EXERCISE DESCRIPTION: Pull out each line of the data below that contains the string "gravel". Matching is case-sensitive.

[BEGIN]

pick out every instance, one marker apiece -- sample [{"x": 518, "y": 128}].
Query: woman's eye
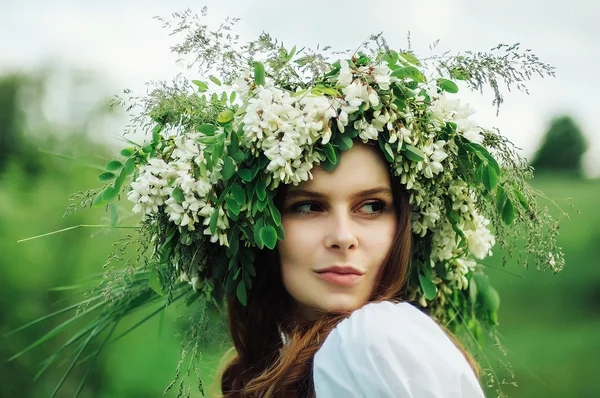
[
  {"x": 374, "y": 207},
  {"x": 306, "y": 208}
]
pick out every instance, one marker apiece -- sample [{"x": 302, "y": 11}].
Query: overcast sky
[{"x": 126, "y": 47}]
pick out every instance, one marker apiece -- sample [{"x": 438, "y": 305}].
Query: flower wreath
[{"x": 204, "y": 184}]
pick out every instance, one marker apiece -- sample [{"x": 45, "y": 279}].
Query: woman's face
[{"x": 339, "y": 228}]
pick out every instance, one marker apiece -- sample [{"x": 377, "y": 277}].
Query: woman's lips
[{"x": 340, "y": 279}]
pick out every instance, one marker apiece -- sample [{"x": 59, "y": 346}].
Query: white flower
[
  {"x": 356, "y": 94},
  {"x": 381, "y": 75},
  {"x": 345, "y": 76},
  {"x": 373, "y": 97},
  {"x": 480, "y": 239}
]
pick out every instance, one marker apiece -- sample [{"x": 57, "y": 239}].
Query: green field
[{"x": 549, "y": 323}]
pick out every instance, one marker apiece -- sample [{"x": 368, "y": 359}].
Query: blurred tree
[
  {"x": 562, "y": 148},
  {"x": 10, "y": 117}
]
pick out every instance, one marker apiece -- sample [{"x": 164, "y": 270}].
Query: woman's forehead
[{"x": 361, "y": 168}]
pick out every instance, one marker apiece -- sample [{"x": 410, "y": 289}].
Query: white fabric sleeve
[{"x": 391, "y": 350}]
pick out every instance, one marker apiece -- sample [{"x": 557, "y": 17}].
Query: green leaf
[
  {"x": 448, "y": 86},
  {"x": 508, "y": 212},
  {"x": 108, "y": 176},
  {"x": 492, "y": 161},
  {"x": 129, "y": 166},
  {"x": 410, "y": 58},
  {"x": 246, "y": 175},
  {"x": 500, "y": 199},
  {"x": 238, "y": 194},
  {"x": 472, "y": 291},
  {"x": 206, "y": 140},
  {"x": 155, "y": 284},
  {"x": 259, "y": 74},
  {"x": 261, "y": 205},
  {"x": 228, "y": 168},
  {"x": 492, "y": 299},
  {"x": 411, "y": 72},
  {"x": 202, "y": 87},
  {"x": 291, "y": 54},
  {"x": 388, "y": 151},
  {"x": 522, "y": 200},
  {"x": 232, "y": 206},
  {"x": 257, "y": 228},
  {"x": 344, "y": 142},
  {"x": 98, "y": 201},
  {"x": 127, "y": 152},
  {"x": 207, "y": 129},
  {"x": 330, "y": 153},
  {"x": 241, "y": 293},
  {"x": 275, "y": 214},
  {"x": 178, "y": 195},
  {"x": 109, "y": 194},
  {"x": 268, "y": 236},
  {"x": 489, "y": 177},
  {"x": 225, "y": 116},
  {"x": 328, "y": 166},
  {"x": 114, "y": 214},
  {"x": 459, "y": 73},
  {"x": 429, "y": 288},
  {"x": 413, "y": 153},
  {"x": 261, "y": 190},
  {"x": 214, "y": 218},
  {"x": 114, "y": 165}
]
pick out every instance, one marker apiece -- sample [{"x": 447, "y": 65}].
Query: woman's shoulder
[
  {"x": 390, "y": 349},
  {"x": 382, "y": 320}
]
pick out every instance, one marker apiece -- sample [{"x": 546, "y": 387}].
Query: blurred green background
[{"x": 549, "y": 323}]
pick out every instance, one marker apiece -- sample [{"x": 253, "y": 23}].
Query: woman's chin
[{"x": 337, "y": 304}]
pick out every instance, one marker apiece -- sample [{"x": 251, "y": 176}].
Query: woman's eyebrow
[{"x": 293, "y": 193}]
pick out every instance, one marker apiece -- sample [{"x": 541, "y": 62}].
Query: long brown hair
[{"x": 265, "y": 366}]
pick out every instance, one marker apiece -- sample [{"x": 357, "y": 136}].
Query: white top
[{"x": 391, "y": 350}]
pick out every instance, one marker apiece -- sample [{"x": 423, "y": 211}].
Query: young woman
[
  {"x": 326, "y": 318},
  {"x": 320, "y": 199}
]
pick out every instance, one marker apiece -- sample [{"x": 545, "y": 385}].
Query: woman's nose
[{"x": 340, "y": 233}]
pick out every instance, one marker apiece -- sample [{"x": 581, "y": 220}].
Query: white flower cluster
[
  {"x": 285, "y": 127},
  {"x": 288, "y": 127},
  {"x": 153, "y": 189}
]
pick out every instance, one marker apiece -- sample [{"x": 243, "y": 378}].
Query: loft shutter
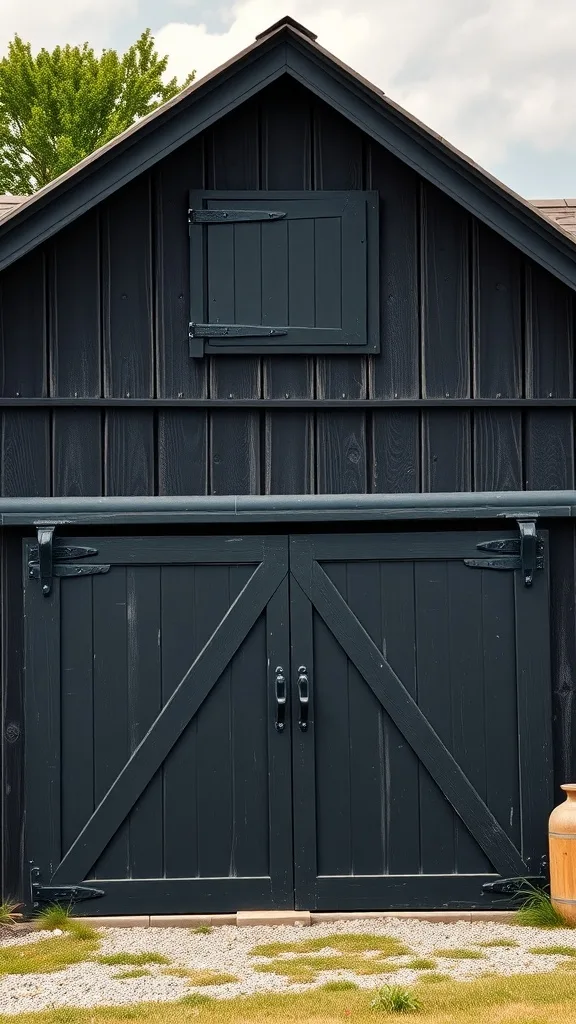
[{"x": 275, "y": 271}]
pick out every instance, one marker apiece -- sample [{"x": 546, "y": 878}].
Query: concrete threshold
[{"x": 301, "y": 919}]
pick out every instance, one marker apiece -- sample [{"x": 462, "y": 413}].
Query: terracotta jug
[{"x": 562, "y": 840}]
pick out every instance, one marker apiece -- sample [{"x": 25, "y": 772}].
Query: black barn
[{"x": 287, "y": 477}]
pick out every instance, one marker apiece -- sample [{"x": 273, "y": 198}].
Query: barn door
[
  {"x": 422, "y": 760},
  {"x": 155, "y": 772}
]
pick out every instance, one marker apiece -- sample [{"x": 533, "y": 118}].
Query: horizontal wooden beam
[{"x": 287, "y": 403}]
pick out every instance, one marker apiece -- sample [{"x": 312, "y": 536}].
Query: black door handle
[
  {"x": 303, "y": 697},
  {"x": 280, "y": 693}
]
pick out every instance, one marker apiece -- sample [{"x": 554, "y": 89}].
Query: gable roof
[
  {"x": 561, "y": 211},
  {"x": 287, "y": 48}
]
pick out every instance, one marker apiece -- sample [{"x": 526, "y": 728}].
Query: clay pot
[{"x": 562, "y": 840}]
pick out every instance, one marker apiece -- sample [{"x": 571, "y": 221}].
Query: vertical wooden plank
[
  {"x": 129, "y": 452},
  {"x": 75, "y": 341},
  {"x": 180, "y": 644},
  {"x": 77, "y": 743},
  {"x": 534, "y": 712},
  {"x": 549, "y": 373},
  {"x": 12, "y": 725},
  {"x": 42, "y": 719},
  {"x": 233, "y": 162},
  {"x": 24, "y": 328},
  {"x": 25, "y": 464},
  {"x": 395, "y": 455},
  {"x": 128, "y": 342},
  {"x": 112, "y": 742},
  {"x": 145, "y": 704},
  {"x": 303, "y": 743},
  {"x": 287, "y": 164},
  {"x": 338, "y": 163},
  {"x": 446, "y": 451},
  {"x": 563, "y": 622},
  {"x": 398, "y": 609},
  {"x": 182, "y": 437},
  {"x": 446, "y": 340},
  {"x": 438, "y": 853},
  {"x": 497, "y": 450}
]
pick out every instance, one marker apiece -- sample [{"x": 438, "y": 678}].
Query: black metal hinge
[
  {"x": 233, "y": 216},
  {"x": 48, "y": 560},
  {"x": 65, "y": 895},
  {"x": 524, "y": 553}
]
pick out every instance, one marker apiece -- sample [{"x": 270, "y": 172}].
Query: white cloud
[{"x": 485, "y": 74}]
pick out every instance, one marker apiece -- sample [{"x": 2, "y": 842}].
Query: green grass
[
  {"x": 201, "y": 978},
  {"x": 47, "y": 955},
  {"x": 8, "y": 911},
  {"x": 58, "y": 916},
  {"x": 304, "y": 970},
  {"x": 132, "y": 960},
  {"x": 537, "y": 909},
  {"x": 499, "y": 944},
  {"x": 539, "y": 998},
  {"x": 137, "y": 973},
  {"x": 395, "y": 999},
  {"x": 553, "y": 950},
  {"x": 459, "y": 953},
  {"x": 382, "y": 944},
  {"x": 340, "y": 986}
]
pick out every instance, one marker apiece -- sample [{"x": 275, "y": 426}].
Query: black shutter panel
[{"x": 276, "y": 271}]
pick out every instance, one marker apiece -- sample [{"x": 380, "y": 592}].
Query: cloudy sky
[{"x": 497, "y": 78}]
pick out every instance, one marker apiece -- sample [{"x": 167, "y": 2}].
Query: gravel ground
[{"x": 228, "y": 949}]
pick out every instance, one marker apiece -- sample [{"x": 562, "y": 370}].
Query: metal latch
[
  {"x": 68, "y": 895},
  {"x": 524, "y": 553},
  {"x": 47, "y": 560}
]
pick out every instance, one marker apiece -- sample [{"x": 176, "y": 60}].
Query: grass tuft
[
  {"x": 553, "y": 950},
  {"x": 395, "y": 999},
  {"x": 499, "y": 944},
  {"x": 8, "y": 911},
  {"x": 434, "y": 978},
  {"x": 47, "y": 955},
  {"x": 201, "y": 978},
  {"x": 383, "y": 944},
  {"x": 59, "y": 916},
  {"x": 459, "y": 953},
  {"x": 132, "y": 960},
  {"x": 137, "y": 973},
  {"x": 537, "y": 909},
  {"x": 339, "y": 986},
  {"x": 420, "y": 964}
]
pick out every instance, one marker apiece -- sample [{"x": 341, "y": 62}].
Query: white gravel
[{"x": 228, "y": 949}]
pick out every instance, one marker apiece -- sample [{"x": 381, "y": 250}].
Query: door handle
[
  {"x": 280, "y": 693},
  {"x": 303, "y": 697}
]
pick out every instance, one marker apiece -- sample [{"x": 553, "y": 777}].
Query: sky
[{"x": 496, "y": 78}]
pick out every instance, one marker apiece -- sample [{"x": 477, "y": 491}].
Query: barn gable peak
[{"x": 287, "y": 48}]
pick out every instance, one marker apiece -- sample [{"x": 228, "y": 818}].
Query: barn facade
[{"x": 287, "y": 479}]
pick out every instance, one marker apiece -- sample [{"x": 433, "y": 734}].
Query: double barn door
[{"x": 327, "y": 722}]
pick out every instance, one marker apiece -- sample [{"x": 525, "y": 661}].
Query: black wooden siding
[
  {"x": 100, "y": 314},
  {"x": 103, "y": 311}
]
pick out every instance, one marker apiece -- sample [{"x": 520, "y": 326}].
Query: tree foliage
[{"x": 56, "y": 108}]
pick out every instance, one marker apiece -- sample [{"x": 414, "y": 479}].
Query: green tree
[{"x": 57, "y": 108}]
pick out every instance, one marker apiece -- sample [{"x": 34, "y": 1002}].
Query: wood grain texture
[
  {"x": 129, "y": 450},
  {"x": 498, "y": 315},
  {"x": 286, "y": 159},
  {"x": 338, "y": 163},
  {"x": 445, "y": 297},
  {"x": 233, "y": 161},
  {"x": 127, "y": 295},
  {"x": 24, "y": 327}
]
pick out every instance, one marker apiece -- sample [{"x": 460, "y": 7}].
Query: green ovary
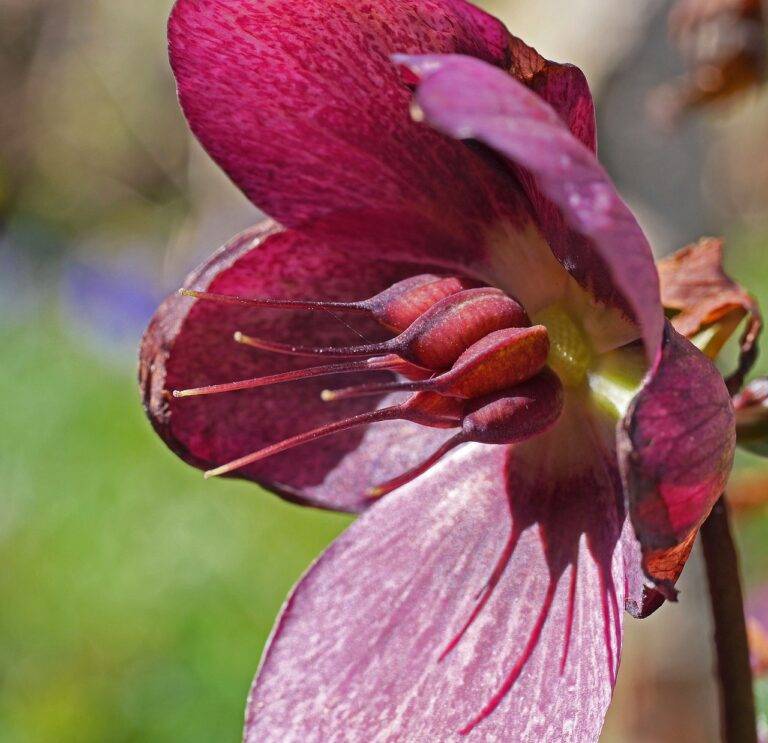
[
  {"x": 570, "y": 355},
  {"x": 610, "y": 380}
]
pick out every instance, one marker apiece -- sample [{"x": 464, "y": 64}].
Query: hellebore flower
[{"x": 442, "y": 228}]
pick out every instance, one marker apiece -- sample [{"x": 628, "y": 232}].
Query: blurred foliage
[{"x": 136, "y": 599}]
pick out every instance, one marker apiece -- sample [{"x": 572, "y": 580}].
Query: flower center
[{"x": 570, "y": 354}]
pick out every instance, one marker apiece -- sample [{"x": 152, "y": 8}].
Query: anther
[
  {"x": 379, "y": 363},
  {"x": 435, "y": 339},
  {"x": 395, "y": 308},
  {"x": 503, "y": 418},
  {"x": 496, "y": 362},
  {"x": 424, "y": 408}
]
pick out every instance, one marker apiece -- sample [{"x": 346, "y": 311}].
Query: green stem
[{"x": 737, "y": 703}]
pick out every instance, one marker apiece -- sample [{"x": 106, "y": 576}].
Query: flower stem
[{"x": 737, "y": 703}]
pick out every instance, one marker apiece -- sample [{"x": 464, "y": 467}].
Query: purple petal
[
  {"x": 301, "y": 105},
  {"x": 604, "y": 249},
  {"x": 529, "y": 540},
  {"x": 676, "y": 446},
  {"x": 189, "y": 344}
]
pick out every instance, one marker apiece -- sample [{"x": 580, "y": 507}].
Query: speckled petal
[
  {"x": 589, "y": 228},
  {"x": 300, "y": 104},
  {"x": 370, "y": 646},
  {"x": 189, "y": 343},
  {"x": 676, "y": 446}
]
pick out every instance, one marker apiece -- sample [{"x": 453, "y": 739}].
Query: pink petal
[
  {"x": 356, "y": 654},
  {"x": 589, "y": 228},
  {"x": 189, "y": 344},
  {"x": 676, "y": 446}
]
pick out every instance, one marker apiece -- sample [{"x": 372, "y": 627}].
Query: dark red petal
[
  {"x": 189, "y": 343},
  {"x": 589, "y": 228},
  {"x": 300, "y": 104},
  {"x": 676, "y": 445},
  {"x": 486, "y": 595}
]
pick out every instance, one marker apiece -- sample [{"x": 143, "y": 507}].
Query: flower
[{"x": 510, "y": 511}]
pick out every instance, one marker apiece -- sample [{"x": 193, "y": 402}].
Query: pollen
[{"x": 570, "y": 355}]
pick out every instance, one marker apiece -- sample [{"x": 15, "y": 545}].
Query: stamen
[
  {"x": 396, "y": 482},
  {"x": 337, "y": 352},
  {"x": 384, "y": 363},
  {"x": 497, "y": 362},
  {"x": 277, "y": 304},
  {"x": 435, "y": 340},
  {"x": 422, "y": 409},
  {"x": 395, "y": 308},
  {"x": 504, "y": 418}
]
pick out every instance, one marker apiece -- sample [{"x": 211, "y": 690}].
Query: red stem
[{"x": 737, "y": 703}]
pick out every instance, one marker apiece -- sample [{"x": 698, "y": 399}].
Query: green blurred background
[{"x": 135, "y": 598}]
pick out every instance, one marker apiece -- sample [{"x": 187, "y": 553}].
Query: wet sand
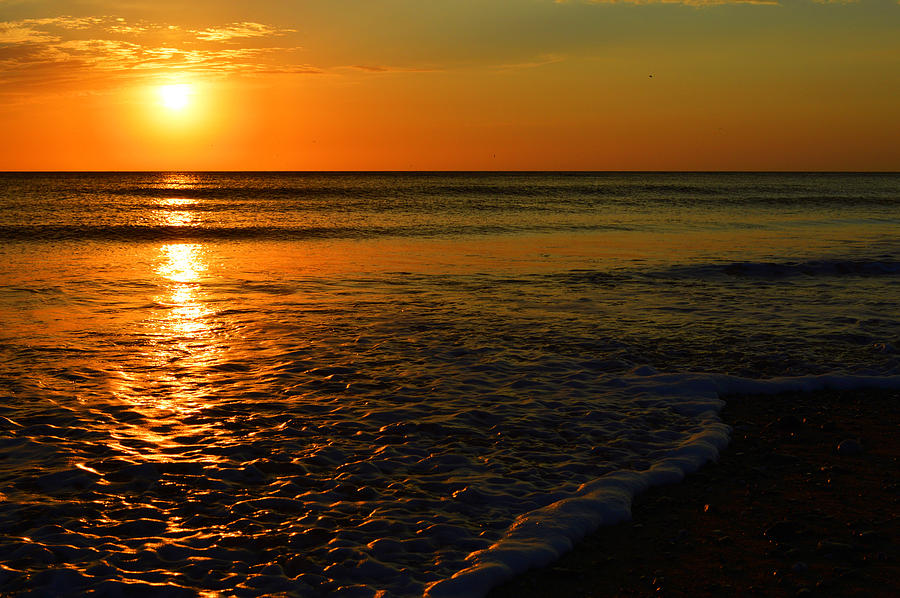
[{"x": 783, "y": 513}]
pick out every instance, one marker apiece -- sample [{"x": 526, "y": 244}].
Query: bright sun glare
[{"x": 175, "y": 97}]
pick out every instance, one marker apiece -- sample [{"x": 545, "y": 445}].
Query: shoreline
[{"x": 782, "y": 513}]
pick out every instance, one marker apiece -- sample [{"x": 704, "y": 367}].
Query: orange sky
[{"x": 450, "y": 85}]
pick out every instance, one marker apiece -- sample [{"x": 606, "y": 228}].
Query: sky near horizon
[{"x": 449, "y": 85}]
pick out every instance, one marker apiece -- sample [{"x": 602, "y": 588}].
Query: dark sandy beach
[{"x": 784, "y": 512}]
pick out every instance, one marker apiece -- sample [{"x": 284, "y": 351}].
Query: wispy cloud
[
  {"x": 238, "y": 31},
  {"x": 63, "y": 49}
]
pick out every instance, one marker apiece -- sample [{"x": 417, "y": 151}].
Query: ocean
[{"x": 397, "y": 384}]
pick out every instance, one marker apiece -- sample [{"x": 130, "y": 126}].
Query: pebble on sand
[{"x": 849, "y": 447}]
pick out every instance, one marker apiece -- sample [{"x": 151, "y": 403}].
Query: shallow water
[{"x": 346, "y": 384}]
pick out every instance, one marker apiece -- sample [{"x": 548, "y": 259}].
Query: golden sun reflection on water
[{"x": 172, "y": 377}]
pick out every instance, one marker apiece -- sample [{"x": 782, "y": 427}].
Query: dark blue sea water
[{"x": 346, "y": 384}]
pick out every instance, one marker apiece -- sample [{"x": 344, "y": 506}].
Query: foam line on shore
[{"x": 541, "y": 536}]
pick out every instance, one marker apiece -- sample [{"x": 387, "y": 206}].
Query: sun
[{"x": 176, "y": 97}]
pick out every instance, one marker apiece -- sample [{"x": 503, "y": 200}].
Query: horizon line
[{"x": 448, "y": 171}]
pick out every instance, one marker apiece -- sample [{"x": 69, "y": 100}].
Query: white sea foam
[{"x": 543, "y": 535}]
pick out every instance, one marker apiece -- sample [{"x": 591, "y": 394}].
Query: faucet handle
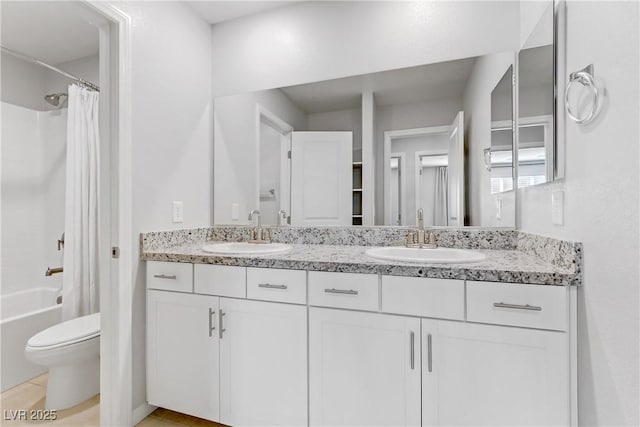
[{"x": 410, "y": 238}]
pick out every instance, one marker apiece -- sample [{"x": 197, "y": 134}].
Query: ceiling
[
  {"x": 215, "y": 12},
  {"x": 52, "y": 31},
  {"x": 60, "y": 31},
  {"x": 445, "y": 80}
]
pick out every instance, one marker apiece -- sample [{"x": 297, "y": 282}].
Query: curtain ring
[{"x": 585, "y": 78}]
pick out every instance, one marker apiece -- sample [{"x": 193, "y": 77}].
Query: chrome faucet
[
  {"x": 258, "y": 234},
  {"x": 420, "y": 238}
]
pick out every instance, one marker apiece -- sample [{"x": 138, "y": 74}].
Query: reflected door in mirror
[{"x": 321, "y": 178}]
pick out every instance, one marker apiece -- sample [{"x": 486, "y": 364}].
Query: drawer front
[
  {"x": 533, "y": 306},
  {"x": 220, "y": 280},
  {"x": 416, "y": 296},
  {"x": 270, "y": 284},
  {"x": 170, "y": 276},
  {"x": 344, "y": 290}
]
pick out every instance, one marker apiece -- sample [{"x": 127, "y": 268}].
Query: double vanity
[{"x": 326, "y": 326}]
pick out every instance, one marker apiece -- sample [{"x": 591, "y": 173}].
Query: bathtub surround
[
  {"x": 32, "y": 197},
  {"x": 512, "y": 257},
  {"x": 24, "y": 313}
]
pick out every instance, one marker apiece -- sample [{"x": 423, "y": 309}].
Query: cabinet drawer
[
  {"x": 344, "y": 290},
  {"x": 425, "y": 297},
  {"x": 170, "y": 276},
  {"x": 270, "y": 284},
  {"x": 220, "y": 280},
  {"x": 532, "y": 306}
]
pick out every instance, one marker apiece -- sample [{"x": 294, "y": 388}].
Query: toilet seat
[{"x": 66, "y": 333}]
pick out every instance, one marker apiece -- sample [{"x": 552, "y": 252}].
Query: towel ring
[{"x": 585, "y": 78}]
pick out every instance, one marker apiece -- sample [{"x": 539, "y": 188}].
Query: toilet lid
[{"x": 68, "y": 332}]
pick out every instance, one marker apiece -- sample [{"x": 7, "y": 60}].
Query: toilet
[{"x": 71, "y": 351}]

[END]

TASK RESPONSE:
Query: gravel ground
Query: white gravel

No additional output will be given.